## Problem details
In the listing below, take the stretch that begins with the line containing "object_class: blue metal shelf upright" and ends with the line containing "[401,196,519,346]", and render it as a numbered list without blank lines.

(Items from a dataset)
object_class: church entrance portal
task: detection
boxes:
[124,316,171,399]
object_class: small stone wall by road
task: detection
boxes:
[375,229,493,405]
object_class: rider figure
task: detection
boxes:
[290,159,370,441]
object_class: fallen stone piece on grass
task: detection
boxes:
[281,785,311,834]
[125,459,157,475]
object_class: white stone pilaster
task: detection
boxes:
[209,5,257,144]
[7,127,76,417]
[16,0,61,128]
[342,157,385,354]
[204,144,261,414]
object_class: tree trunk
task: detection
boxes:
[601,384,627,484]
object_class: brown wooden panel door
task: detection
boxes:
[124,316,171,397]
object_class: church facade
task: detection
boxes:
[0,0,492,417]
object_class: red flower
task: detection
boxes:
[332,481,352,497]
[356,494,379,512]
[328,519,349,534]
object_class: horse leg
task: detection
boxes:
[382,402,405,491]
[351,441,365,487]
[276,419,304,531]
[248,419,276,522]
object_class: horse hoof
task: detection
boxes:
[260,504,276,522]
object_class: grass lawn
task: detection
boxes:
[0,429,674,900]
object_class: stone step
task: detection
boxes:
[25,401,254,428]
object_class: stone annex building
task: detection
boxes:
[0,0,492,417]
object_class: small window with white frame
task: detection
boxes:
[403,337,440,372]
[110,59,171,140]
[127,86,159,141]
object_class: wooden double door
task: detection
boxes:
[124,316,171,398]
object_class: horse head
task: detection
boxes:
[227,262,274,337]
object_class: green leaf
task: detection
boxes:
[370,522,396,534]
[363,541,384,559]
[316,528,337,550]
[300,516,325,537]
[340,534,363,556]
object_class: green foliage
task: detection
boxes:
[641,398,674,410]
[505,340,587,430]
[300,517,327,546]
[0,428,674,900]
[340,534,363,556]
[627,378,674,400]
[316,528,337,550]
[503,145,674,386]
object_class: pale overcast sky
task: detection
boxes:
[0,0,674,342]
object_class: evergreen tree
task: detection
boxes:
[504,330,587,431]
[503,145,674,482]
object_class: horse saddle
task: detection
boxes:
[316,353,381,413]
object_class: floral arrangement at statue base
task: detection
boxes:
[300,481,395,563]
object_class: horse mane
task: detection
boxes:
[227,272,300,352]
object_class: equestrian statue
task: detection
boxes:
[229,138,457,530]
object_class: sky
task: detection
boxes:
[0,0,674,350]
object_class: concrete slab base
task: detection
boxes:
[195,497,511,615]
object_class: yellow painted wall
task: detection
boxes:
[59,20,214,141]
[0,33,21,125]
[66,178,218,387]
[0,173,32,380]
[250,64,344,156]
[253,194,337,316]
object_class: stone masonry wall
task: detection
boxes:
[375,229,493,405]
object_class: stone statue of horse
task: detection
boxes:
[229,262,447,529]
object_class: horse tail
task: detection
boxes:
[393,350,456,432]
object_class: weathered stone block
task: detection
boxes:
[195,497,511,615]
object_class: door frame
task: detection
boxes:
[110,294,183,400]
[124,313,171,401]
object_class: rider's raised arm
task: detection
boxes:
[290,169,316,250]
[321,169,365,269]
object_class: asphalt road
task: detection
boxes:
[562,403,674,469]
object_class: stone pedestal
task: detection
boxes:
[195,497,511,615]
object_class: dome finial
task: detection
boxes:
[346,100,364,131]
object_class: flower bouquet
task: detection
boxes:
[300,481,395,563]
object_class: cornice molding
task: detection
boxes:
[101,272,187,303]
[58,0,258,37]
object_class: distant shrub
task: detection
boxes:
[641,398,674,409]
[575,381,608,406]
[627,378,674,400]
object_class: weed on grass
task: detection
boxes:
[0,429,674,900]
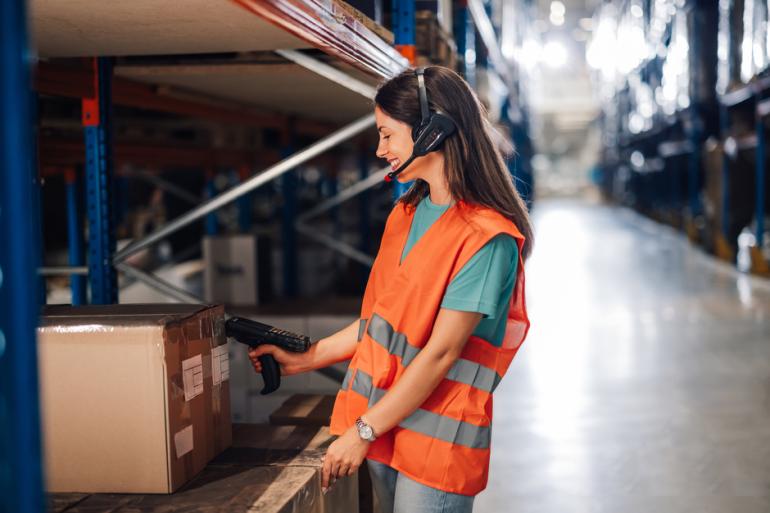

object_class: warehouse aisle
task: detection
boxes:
[474,200,770,513]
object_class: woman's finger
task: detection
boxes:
[321,455,332,493]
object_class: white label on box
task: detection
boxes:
[182,354,203,401]
[211,344,230,385]
[174,424,193,459]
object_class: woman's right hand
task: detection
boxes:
[244,344,313,376]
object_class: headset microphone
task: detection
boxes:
[385,68,457,182]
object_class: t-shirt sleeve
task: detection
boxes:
[441,234,519,319]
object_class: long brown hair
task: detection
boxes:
[374,66,533,259]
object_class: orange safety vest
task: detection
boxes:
[330,198,529,495]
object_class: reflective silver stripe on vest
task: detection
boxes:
[366,314,420,367]
[366,314,503,393]
[351,369,491,449]
[446,358,502,393]
[399,409,491,449]
[356,319,368,342]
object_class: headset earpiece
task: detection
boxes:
[385,68,457,182]
[412,112,455,157]
[412,67,456,157]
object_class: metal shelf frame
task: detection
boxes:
[0,0,45,513]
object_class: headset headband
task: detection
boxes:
[414,67,430,126]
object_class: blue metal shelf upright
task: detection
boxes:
[83,57,118,305]
[0,0,44,513]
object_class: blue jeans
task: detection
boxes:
[366,459,474,513]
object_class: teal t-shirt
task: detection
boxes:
[401,196,519,346]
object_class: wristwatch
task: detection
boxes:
[356,417,377,442]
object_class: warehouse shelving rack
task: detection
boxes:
[0,0,408,512]
[603,4,726,266]
[28,0,413,303]
[0,4,43,512]
[719,76,770,275]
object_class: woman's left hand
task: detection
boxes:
[321,426,369,493]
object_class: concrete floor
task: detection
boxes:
[474,200,770,513]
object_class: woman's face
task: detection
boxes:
[374,107,420,182]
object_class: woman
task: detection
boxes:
[249,66,532,512]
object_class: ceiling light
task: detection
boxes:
[549,12,564,27]
[543,41,567,68]
[551,0,567,16]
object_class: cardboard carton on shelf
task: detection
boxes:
[38,305,232,493]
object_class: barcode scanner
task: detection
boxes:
[225,317,310,395]
[385,67,457,182]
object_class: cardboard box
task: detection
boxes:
[38,305,232,493]
[49,424,360,513]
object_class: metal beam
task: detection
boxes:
[0,0,46,513]
[468,0,513,89]
[37,265,88,276]
[275,50,376,99]
[294,223,374,267]
[65,169,88,306]
[115,263,205,303]
[297,167,390,223]
[82,57,118,305]
[120,170,201,205]
[114,114,374,262]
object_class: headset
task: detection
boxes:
[385,67,457,182]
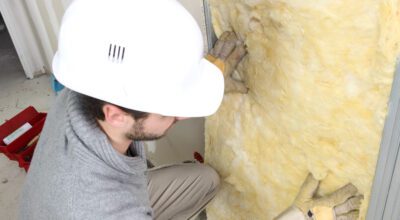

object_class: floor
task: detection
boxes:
[0,23,206,220]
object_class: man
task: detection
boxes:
[20,0,362,220]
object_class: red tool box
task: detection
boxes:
[0,106,47,171]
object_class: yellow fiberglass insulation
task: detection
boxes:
[206,0,400,220]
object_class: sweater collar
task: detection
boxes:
[66,90,147,174]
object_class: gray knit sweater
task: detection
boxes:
[19,89,152,220]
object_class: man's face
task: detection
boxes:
[125,114,186,141]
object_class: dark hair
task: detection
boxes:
[79,94,149,121]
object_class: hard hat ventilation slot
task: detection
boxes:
[108,44,125,63]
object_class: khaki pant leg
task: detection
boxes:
[147,163,219,220]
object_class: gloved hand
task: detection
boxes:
[206,31,248,93]
[275,174,363,220]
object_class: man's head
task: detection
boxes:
[53,0,224,118]
[81,95,189,140]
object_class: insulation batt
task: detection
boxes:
[206,0,400,220]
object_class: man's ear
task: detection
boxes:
[102,104,129,127]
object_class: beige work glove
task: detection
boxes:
[275,174,363,220]
[206,31,248,93]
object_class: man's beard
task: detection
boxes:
[125,120,165,141]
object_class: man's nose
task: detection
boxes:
[175,117,189,121]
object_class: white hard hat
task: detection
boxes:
[53,0,224,117]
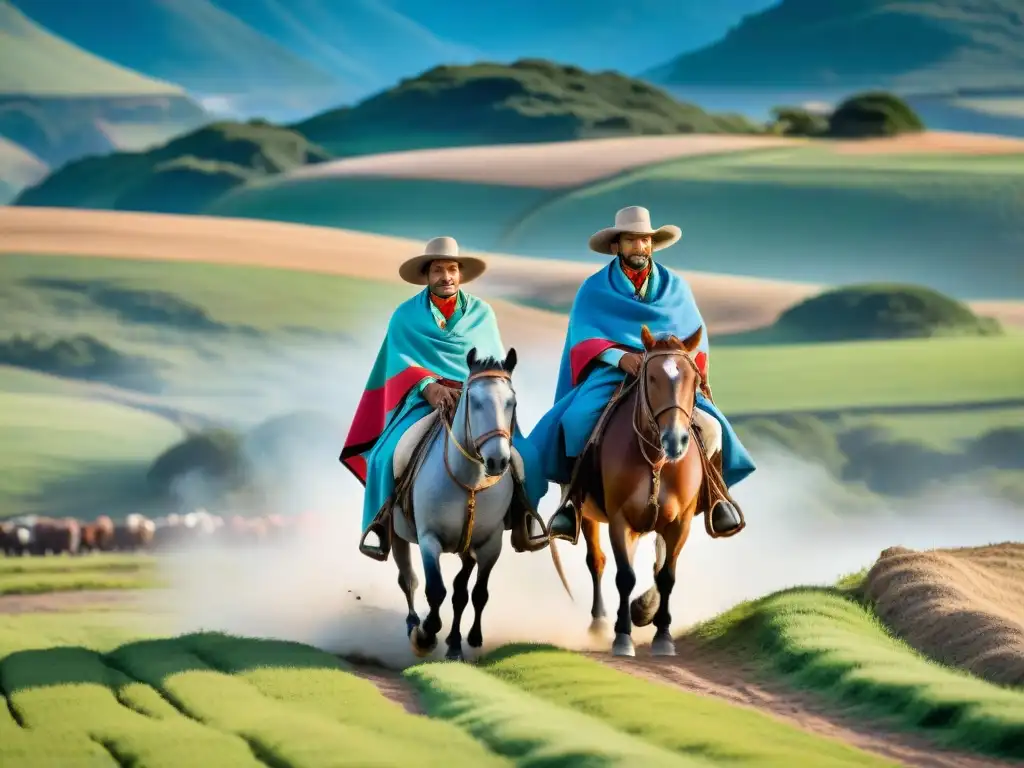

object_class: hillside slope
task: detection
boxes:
[292,59,757,155]
[0,0,206,167]
[0,0,182,97]
[14,122,330,213]
[643,0,1024,92]
[9,0,343,118]
[863,544,1024,685]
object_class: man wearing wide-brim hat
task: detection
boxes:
[340,237,548,560]
[528,206,755,543]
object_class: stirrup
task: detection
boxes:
[359,515,391,562]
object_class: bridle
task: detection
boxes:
[439,370,518,554]
[623,349,702,529]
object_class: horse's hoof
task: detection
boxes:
[409,627,437,658]
[587,616,611,637]
[650,635,676,656]
[611,633,637,656]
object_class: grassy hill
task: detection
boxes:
[210,140,1024,299]
[292,59,758,156]
[0,0,205,169]
[0,255,1024,518]
[0,0,182,97]
[719,284,1002,344]
[14,122,329,213]
[643,0,1024,92]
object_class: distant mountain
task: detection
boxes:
[291,59,758,156]
[13,0,771,121]
[643,0,1024,93]
[0,0,206,173]
[14,121,330,213]
[14,0,345,114]
[0,137,49,206]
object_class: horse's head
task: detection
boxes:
[639,326,703,462]
[462,347,516,476]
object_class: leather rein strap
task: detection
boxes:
[441,371,518,555]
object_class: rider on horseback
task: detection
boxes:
[340,238,548,560]
[529,206,755,544]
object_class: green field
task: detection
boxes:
[205,144,1024,299]
[0,255,1024,517]
[0,554,163,596]
[0,557,1024,768]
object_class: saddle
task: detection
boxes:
[567,377,746,539]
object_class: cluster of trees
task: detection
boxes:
[769,91,925,138]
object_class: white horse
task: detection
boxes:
[391,347,564,659]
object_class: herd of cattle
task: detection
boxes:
[0,510,316,557]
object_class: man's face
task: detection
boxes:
[427,259,462,299]
[611,234,651,269]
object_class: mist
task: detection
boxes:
[140,315,1024,668]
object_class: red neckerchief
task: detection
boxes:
[430,293,459,319]
[618,260,650,293]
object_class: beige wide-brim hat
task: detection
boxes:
[590,206,683,255]
[398,238,487,286]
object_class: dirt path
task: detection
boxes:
[586,640,1024,768]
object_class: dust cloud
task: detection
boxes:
[146,324,1024,668]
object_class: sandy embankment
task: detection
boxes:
[863,543,1024,685]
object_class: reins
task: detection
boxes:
[623,350,700,534]
[440,371,518,555]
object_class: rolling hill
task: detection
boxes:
[643,0,1024,93]
[9,0,344,119]
[207,133,1024,299]
[291,59,759,156]
[0,0,206,171]
[0,137,49,205]
[15,122,330,213]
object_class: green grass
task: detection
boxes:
[471,645,892,768]
[406,664,704,768]
[211,143,1024,299]
[0,0,182,97]
[0,554,163,595]
[0,391,181,517]
[0,628,508,768]
[691,589,1024,758]
[711,334,1024,414]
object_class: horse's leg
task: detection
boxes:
[582,517,608,635]
[391,535,420,635]
[650,510,693,656]
[444,553,476,662]
[410,532,447,658]
[630,534,668,627]
[467,528,503,648]
[608,513,639,656]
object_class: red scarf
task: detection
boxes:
[430,294,459,321]
[618,261,650,293]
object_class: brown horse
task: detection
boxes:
[582,326,703,656]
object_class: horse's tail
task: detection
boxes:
[548,539,575,602]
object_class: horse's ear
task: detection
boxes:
[683,326,703,352]
[640,326,654,351]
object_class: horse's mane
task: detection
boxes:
[469,357,505,376]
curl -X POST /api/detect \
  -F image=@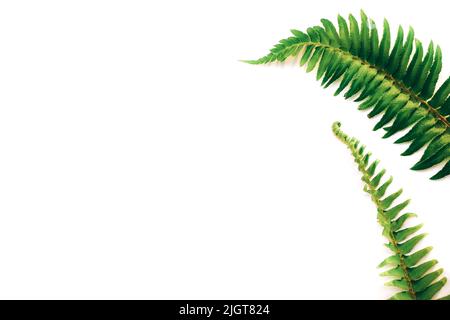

## The answer
1. object_class: blue metal shelf upright
2. task: detection
3. boxes:
4. [83,57,118,305]
5. [0,0,44,513]
6. object_class: blue jeans
7. task: detection
8. boxes:
9. [366,459,474,513]
10. object_class: teal t-shirt
11. task: detection
12. boxes:
13. [401,196,519,346]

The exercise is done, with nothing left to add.